#### [What the task asks]
How would you translate this sentence from the AI alignment article below into Spanish: "Since then numerous researchers and organizations have worked on AI alignment to give us a better understanding of the problem."

#### [Provided passage]
::::::::::
Formally Stating the AI Alignment Problem

NB: Originally posted on Map and Territory on Medium, so some of the internal series links go there.

The development of smarter-than-human artificial intelligence poses an existential and suffering risk to humanity. Given that it is unlikely we can prevent and may not want to prevent the development of smarter-than-human AI, we are faced with the challenge of developing AI while mitigating risks. Addressing this challenge is the focus of AI safety research, and it includes topics such as containment of AI, coordination of AI safety efforts, and commitment to AI safety protocols, but the primary issue people believe to be worth addressing is AI alignment because it seems the most likely to decrease the chances of a catastrophic scenario.

Briefly stated, the problem of AI alignment is to produce AI that is aligned with human values, but this only leads us to ask, what does it mean to be aligned with human values? Further, what does it mean to be aligned with any values, let alone human values? We could try to answer by saying AI is aligned with human values when it does what humans want, but this only invites more questions: Will AI do things some specific humans don’t want if other specific humans do? How will AI know what humans want given that current technology often does what we ask but not what we desire? And what will AI do if human values conflict with its own values? Answering these questions requires a more detailed understanding of what it would mean for AI to be aligned, thus the goal of the present work is to put forward a precise, formal, mathematical statement of the AI alignment problem.

Eliezer Yudkowsky offered the first attempt at explaining AI alignment in his seminal work on the topic, “Creating Friendly AI”, and he followed this up with a more nuanced description of alignment in “Coherent Extrapolated Volition”. Nearly a decade later Stuart Russell began talking about the value alignment problem, giving AI alignment its name and kickstarting a broader interest in AI safety. Since then numerous researchers and organizations have worked on AI alignment to give us a better understanding of the problem. For example, Dario Amodei et al. have identified at least five subproblems within AI alignment, Jan Leike et al. have identified eight, and Nate Soares has divided AI alignment into at least seven subfields. Taken together they suggest AI alignment needs to address:

Negative side effects: AI do unintended or unexpected things.
::::::::::
#### [Point labeling data based on photos]
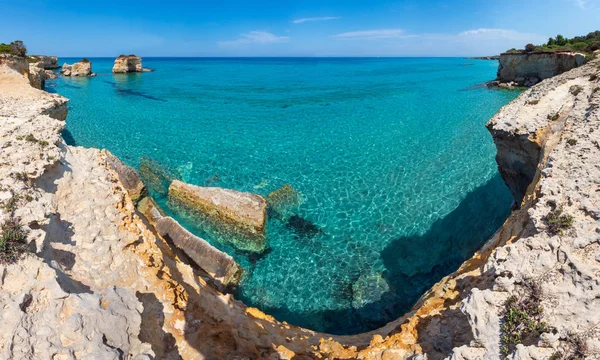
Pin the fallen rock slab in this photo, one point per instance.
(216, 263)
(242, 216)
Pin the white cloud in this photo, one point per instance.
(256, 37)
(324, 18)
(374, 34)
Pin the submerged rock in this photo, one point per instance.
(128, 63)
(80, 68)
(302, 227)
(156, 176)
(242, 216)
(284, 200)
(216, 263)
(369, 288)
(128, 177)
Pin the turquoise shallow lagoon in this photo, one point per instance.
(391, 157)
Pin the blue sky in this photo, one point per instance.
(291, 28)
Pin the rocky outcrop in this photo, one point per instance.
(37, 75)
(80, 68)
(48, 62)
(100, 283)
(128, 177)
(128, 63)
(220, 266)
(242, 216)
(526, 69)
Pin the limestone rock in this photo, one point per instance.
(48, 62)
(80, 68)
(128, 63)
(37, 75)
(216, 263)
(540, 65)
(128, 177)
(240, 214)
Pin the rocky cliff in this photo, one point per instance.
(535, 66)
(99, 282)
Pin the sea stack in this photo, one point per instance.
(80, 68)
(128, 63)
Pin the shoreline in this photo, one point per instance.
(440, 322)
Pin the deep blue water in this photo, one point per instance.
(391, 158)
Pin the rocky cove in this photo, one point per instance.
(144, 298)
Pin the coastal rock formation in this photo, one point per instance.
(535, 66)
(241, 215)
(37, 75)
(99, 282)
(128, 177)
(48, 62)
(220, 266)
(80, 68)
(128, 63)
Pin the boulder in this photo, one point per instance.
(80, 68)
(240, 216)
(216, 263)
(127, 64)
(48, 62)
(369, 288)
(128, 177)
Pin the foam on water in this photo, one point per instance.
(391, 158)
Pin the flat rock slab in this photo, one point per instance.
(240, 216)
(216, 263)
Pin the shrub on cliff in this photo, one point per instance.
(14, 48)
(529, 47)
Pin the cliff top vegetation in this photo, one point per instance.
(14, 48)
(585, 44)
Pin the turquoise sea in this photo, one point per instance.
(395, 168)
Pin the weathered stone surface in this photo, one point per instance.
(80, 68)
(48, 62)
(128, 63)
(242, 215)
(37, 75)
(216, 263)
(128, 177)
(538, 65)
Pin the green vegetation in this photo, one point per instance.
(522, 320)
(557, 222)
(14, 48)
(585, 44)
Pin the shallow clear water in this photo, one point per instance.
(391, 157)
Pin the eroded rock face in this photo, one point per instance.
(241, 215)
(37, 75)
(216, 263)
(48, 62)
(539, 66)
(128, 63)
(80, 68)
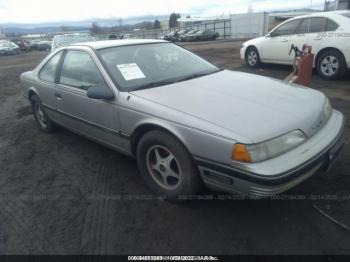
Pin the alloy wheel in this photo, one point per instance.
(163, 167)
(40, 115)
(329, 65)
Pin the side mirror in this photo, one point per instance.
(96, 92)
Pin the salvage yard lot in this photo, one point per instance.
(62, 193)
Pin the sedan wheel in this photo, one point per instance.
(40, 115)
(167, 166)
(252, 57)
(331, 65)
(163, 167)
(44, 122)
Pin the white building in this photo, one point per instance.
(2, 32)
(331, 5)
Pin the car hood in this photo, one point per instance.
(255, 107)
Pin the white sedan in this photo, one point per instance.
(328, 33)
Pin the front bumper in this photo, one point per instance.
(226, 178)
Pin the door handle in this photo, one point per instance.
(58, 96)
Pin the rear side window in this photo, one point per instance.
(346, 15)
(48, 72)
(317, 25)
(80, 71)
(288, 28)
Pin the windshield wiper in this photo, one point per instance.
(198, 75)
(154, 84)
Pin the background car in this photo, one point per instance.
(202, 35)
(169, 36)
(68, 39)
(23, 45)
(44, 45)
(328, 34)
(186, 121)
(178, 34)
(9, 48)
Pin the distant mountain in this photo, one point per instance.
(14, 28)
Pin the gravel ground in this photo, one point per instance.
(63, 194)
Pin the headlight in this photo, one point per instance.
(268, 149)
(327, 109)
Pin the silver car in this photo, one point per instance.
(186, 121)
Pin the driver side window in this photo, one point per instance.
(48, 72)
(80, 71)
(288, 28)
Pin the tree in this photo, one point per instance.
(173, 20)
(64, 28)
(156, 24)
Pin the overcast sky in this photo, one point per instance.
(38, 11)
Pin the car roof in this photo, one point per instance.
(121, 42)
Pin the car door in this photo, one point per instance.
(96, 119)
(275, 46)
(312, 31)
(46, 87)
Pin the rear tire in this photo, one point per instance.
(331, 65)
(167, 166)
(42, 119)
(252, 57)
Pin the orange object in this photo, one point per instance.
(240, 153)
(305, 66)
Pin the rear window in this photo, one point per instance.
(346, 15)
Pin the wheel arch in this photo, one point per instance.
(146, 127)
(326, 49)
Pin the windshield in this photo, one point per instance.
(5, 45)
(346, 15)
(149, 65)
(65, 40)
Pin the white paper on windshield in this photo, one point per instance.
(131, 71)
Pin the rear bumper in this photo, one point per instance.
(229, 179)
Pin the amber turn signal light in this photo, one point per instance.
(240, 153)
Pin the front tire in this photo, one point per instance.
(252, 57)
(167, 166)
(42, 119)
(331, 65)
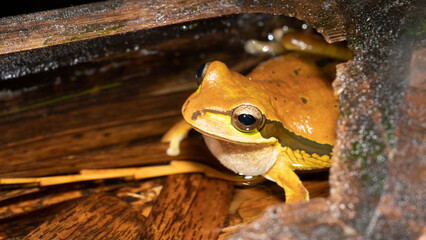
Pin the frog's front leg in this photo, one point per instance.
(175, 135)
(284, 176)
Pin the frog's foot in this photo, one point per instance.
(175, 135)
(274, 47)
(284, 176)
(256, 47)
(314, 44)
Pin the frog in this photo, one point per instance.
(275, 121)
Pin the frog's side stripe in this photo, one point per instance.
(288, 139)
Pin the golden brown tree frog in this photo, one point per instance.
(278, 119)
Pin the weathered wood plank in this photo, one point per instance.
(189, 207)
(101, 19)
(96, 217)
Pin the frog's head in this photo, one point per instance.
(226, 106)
::::::::::
#### [Exercise answer]
Desde entonces, numerosos investigadores y organizaciones han trabajado en la alineación de la IA para darnos una mejor comprensión del problema.